## Exercise
Give the material below as a JSON list of strings, one string per line, with blank lines dropped. Leave the pictures out.

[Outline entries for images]
--- BEGIN ---
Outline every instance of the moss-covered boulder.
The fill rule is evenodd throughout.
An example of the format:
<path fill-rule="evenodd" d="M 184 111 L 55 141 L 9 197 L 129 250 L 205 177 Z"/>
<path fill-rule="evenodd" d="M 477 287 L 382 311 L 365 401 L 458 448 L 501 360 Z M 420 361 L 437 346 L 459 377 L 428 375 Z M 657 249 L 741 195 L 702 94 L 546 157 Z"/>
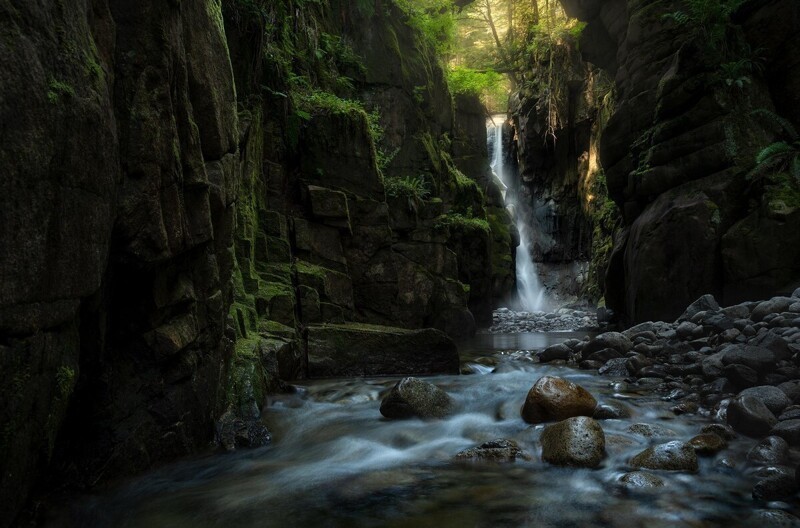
--- END ---
## Task answer
[
  "Outline every instance of the moss-covered boulder.",
  "The fill rule is evenodd throughout.",
  "An example of the format:",
  "<path fill-rule=\"evenodd\" d=\"M 184 111 L 55 141 L 9 197 L 129 250 L 205 177 Z\"/>",
  "<path fill-rule=\"evenodd\" d=\"M 477 287 L 382 311 L 365 401 L 458 448 L 501 360 Z M 420 361 L 437 346 L 459 377 L 428 375 Z M 657 249 L 741 195 L 702 94 L 546 157 Z\"/>"
]